> [Text under study]
At the highest mantle of the University of South Carolina, President Robert Caslen leads the Gamecock community with the leadership style he gained through his years as an officer in the United States Army. He served more than 30 years, achieving the rank of Lieutenant General.
"I went into the infantry. I wanted to be at the tip of the spear in the crucible of ground combat. I'm a fighter, I always have been. So I chose Army Airborne Rangers," he said.
In the top drawer of his desk at UofSC lies a stack of memorial pamphlets: 54 names of men and women who served under him and gave their lives. He wears a memorial bracelet for a young officer under his charge from one of his seven deployments, with six similar bracelets nearby on the shelf. They all bear the names of those closest to him who have fallen in battle.
"I keep them close and read them from time to time. I don't want to forget them. I don't want to forget their sacrifice," he explained.
A career soldier to his core, one of Caslen's most memorable accomplishments is the nearly unthinkable instance of running back inside the Pentagon after American Airlines Flight 77 crashed into the building Sept. 11, 2001.
"I wasn't just going to stand there and do nothing. So I tried getting in twice," he said. "The guards wouldn't let me the first time, but I made my way around, got inside and started doing what I could." Caslen entered the building and performed tasks as small as turning off the stoves in the kitchens, to attempting to re-engage the ventilation systems and establishing a control center to open lines of communication with Airforce One and the White House. "It was a long night. The building was burning just down the hall, but we had a job to do," said Caslen.
It comes as no surprise that Caslen's sons share their father's views of service. His eldest is a firefighter who received the Georgia Medal of Valor in 2018 for pulling a mother and her small child out of a burning apartment. His middle son works for the FBI in counter terrorism, and his third son attended West Point and serves as a Captain in the US Army. "I love all of them, their kids, their wives, grandkids... I'm very proud to call them my sons," he said.

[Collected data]

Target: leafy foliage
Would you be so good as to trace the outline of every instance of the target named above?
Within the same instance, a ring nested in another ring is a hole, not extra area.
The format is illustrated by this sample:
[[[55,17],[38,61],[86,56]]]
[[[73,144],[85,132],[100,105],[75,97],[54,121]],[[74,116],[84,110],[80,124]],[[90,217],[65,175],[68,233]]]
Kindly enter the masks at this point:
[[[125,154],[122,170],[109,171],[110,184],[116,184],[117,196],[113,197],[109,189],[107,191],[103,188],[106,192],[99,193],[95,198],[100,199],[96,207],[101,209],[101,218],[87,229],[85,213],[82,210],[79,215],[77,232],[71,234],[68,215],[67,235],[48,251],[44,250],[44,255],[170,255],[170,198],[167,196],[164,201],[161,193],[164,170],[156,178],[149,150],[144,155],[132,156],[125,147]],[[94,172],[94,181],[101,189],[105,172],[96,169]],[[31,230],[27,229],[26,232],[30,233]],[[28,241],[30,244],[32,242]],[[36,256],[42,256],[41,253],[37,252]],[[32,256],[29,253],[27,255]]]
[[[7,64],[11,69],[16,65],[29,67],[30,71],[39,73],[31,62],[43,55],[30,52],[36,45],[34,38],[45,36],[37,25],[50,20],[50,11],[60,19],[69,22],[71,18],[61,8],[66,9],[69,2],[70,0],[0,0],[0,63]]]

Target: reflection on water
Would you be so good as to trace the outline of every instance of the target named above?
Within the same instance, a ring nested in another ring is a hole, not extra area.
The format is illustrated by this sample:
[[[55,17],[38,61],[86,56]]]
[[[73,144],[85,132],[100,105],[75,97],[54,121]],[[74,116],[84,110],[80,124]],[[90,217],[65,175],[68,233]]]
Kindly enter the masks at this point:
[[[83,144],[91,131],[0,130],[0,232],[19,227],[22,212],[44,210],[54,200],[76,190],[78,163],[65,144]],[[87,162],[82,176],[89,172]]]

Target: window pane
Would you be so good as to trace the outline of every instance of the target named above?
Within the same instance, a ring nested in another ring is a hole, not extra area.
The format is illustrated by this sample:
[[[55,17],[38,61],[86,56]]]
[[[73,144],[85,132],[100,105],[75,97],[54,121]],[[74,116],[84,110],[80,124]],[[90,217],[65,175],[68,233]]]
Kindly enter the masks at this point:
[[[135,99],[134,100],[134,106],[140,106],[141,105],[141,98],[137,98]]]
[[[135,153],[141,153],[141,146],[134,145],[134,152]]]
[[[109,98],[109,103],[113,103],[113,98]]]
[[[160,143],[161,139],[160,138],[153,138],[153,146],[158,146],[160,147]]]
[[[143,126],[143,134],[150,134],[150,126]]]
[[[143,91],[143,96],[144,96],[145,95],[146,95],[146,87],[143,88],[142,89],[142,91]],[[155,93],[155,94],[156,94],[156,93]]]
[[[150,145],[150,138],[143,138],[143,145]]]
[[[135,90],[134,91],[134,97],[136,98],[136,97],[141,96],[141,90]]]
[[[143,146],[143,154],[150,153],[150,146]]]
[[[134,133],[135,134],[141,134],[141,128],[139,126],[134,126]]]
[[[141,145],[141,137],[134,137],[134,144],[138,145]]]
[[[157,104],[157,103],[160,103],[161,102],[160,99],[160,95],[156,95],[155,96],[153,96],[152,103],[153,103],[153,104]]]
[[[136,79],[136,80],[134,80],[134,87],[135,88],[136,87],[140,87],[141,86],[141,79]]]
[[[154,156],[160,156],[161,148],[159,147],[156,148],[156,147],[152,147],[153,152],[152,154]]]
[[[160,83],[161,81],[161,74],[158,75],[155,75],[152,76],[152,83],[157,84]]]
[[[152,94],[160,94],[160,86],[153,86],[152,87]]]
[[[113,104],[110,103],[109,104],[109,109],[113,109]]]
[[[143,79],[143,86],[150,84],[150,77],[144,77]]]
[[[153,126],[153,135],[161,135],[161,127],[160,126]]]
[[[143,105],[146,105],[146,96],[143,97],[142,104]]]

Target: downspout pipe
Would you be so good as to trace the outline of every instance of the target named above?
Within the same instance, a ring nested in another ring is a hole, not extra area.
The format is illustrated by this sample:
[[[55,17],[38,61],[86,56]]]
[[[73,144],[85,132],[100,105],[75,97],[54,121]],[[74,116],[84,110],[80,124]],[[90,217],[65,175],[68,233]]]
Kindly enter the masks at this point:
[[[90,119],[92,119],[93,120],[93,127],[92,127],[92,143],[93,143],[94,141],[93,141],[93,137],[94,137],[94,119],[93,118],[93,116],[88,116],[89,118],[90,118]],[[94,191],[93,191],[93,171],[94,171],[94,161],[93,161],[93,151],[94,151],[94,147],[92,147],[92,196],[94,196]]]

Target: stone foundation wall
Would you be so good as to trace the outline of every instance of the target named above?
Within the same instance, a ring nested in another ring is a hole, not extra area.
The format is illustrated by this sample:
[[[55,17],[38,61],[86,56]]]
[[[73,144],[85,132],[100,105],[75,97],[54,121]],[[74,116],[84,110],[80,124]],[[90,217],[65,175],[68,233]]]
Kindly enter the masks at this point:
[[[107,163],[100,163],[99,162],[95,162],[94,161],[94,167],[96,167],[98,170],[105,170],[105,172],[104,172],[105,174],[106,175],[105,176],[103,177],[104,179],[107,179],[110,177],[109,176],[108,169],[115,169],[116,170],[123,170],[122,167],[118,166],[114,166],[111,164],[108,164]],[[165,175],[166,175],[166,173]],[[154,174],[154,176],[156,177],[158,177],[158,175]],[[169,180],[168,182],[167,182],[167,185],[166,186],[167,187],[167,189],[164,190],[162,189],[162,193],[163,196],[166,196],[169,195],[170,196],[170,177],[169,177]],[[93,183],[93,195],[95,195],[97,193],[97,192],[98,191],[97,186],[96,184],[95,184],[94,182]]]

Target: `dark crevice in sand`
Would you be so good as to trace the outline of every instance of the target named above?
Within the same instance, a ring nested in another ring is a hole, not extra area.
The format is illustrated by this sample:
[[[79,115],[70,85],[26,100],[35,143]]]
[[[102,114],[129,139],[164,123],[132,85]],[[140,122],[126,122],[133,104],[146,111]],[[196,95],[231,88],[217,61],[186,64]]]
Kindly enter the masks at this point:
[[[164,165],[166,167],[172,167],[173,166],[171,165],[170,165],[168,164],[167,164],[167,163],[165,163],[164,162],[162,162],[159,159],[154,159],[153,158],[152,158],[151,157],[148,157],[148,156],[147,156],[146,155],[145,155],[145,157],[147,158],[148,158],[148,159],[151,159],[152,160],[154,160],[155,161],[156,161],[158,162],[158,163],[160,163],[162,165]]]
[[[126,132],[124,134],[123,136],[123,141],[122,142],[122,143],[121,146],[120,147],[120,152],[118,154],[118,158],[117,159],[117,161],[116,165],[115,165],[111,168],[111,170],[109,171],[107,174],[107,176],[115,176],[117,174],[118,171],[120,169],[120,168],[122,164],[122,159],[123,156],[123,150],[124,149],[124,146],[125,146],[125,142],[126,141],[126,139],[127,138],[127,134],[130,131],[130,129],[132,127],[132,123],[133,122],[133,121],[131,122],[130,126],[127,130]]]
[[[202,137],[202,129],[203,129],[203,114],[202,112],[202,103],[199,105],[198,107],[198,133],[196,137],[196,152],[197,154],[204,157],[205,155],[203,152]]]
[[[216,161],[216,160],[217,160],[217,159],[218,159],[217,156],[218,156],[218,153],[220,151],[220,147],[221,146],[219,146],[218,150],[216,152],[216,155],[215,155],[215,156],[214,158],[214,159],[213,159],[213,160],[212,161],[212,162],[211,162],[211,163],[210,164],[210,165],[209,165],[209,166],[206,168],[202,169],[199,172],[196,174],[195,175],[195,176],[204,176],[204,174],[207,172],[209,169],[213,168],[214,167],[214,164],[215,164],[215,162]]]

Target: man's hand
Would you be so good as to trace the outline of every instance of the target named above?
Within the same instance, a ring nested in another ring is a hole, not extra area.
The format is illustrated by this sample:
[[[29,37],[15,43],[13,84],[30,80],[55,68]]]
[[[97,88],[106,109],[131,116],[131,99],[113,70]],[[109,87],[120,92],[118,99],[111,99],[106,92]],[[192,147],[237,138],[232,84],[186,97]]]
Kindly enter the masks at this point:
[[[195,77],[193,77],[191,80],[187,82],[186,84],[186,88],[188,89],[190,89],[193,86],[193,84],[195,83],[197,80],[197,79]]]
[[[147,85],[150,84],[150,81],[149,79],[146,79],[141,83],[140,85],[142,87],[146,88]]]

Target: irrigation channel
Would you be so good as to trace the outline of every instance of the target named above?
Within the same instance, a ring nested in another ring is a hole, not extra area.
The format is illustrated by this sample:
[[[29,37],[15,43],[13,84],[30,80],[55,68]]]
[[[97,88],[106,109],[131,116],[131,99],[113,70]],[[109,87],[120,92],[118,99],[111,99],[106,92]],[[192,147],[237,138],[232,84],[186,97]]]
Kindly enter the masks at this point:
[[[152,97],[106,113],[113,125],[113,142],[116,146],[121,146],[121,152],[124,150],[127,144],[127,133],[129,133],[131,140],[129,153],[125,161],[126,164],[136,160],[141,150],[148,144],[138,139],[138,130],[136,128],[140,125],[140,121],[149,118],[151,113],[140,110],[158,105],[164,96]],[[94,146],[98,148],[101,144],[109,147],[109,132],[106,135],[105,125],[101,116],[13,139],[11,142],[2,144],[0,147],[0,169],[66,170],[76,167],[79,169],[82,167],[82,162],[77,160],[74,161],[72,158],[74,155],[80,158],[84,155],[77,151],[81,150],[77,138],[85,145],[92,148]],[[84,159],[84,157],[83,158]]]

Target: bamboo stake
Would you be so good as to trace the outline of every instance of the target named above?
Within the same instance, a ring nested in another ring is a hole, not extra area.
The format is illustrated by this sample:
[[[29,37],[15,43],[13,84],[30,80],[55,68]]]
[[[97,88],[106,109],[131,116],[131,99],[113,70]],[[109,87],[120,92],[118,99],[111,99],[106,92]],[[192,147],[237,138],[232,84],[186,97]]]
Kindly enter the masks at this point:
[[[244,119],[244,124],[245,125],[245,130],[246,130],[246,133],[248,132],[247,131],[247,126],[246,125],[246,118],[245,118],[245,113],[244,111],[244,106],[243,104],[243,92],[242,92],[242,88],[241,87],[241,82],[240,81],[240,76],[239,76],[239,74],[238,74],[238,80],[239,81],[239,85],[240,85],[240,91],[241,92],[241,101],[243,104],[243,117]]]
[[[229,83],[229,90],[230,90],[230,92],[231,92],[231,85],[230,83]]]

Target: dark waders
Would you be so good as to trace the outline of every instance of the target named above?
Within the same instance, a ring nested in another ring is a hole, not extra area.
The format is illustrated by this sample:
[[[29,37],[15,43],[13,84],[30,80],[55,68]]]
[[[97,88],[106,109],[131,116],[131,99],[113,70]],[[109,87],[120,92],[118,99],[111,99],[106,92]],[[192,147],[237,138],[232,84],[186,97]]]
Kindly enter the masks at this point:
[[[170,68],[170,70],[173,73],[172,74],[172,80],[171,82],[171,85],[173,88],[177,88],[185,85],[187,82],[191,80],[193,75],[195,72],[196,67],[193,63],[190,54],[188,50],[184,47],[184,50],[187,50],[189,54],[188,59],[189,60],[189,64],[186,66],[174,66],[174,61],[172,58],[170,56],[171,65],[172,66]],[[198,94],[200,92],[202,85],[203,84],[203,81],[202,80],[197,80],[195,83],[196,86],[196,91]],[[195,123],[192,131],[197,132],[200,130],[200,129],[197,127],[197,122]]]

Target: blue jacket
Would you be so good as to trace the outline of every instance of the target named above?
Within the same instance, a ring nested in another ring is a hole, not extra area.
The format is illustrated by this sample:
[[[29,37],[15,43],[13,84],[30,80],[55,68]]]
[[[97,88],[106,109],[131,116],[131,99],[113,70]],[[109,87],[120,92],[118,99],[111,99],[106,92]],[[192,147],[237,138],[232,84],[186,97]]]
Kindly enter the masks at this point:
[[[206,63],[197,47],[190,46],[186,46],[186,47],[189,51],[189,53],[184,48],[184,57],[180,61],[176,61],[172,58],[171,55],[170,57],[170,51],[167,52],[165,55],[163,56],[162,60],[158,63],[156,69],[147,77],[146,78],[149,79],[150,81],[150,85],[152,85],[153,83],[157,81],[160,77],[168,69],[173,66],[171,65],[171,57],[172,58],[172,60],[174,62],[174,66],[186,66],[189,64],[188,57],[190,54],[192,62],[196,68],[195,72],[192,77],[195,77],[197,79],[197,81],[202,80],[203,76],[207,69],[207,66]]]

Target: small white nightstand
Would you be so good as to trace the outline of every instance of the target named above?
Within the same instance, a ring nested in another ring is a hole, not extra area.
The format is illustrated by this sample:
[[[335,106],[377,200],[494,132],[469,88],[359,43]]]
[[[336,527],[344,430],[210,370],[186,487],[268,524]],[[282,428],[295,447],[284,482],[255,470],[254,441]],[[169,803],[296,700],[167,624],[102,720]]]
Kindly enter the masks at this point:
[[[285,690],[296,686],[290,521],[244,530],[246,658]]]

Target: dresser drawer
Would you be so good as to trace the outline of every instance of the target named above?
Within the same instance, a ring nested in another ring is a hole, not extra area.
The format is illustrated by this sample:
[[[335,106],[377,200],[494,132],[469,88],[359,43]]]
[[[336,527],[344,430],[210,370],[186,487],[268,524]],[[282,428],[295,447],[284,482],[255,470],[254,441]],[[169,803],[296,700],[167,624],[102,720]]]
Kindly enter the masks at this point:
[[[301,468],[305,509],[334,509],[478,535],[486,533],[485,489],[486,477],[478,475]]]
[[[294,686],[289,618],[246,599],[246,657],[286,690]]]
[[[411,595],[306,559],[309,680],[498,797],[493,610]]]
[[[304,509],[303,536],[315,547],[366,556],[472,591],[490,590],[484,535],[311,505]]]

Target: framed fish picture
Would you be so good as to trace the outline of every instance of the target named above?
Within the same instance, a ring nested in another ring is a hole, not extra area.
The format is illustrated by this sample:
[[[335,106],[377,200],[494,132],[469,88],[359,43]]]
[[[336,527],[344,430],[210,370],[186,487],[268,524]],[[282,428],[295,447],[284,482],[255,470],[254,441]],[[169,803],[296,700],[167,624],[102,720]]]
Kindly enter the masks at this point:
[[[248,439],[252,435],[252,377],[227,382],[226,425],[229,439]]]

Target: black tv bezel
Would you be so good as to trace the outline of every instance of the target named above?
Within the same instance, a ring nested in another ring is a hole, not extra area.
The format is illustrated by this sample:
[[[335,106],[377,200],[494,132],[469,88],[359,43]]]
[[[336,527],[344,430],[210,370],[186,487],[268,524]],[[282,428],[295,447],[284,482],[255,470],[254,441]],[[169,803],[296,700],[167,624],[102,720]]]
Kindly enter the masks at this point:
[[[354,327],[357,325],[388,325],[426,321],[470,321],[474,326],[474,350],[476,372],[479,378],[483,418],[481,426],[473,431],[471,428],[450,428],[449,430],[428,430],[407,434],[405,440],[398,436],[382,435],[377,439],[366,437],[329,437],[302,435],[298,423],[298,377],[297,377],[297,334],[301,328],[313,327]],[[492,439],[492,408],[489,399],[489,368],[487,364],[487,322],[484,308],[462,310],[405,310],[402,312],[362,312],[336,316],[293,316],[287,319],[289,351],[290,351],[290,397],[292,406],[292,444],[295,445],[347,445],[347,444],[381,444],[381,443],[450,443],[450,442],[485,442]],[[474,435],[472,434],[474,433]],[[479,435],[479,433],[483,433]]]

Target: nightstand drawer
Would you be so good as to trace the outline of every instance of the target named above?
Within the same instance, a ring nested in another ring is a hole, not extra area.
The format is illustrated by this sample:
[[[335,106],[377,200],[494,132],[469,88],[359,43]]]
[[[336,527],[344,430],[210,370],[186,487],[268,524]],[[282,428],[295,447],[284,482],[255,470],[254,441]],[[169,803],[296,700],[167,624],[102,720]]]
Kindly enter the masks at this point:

> [Task objective]
Resume the profile of Robert Caslen, picking up right after its final sentence. The items have no connection to the profile of Robert Caslen.

> [Reply to the exercise]
Caslen's appointment as president of the university in August was surrounded by controversy. A UofSC source said some felt his "lack of a doctorate and heavy military background made him unqualified to run the university," despite his Master's in Science, MBA, achievement of three star General, and position as former Superintendent of West Point Military Academy.
While leading at West Point, Caslen was known to have made strides in improving the diversity and inclusion at the school. UofSC leaders said he is determined to do the same at the University of South Carolina.
Most recently when he was forced to make the decision to close campus amid the COVID-19 pandemic, Caslen said he received some criticism from local government. However, it did not upset him or change his mind. "It didn't bother me a bit. When you're in crisis and have the bold leadership to do what's right, you know you are doing the right thing and you're not second guessing yourself. You're moving forward," he said.
Those who have served with Caslen speak the highest praises, including the Secretary of the South Carolina Department of Veterans Affairs, retired US Army Major General (MG) Will Grimsley. Grimsley was with Caslen at the Pentagon Sept. 11.
"I worked with him in the Pentagon and then for him when I redeployed from Iraq back to Fort Stewart, Georgia after the invasion. If you’ve ever heard the phrase, 'leads by example,' then you would instantly be describing General Bob Caslen. Fit, dedicated, loves soldiers and soldiering, family-oriented and a leader who gives you latitude to operate and succeed - but when you come up short, is always there to build you back up. We are fortunate to have him now leading the University of South Carolina," said Grimsley.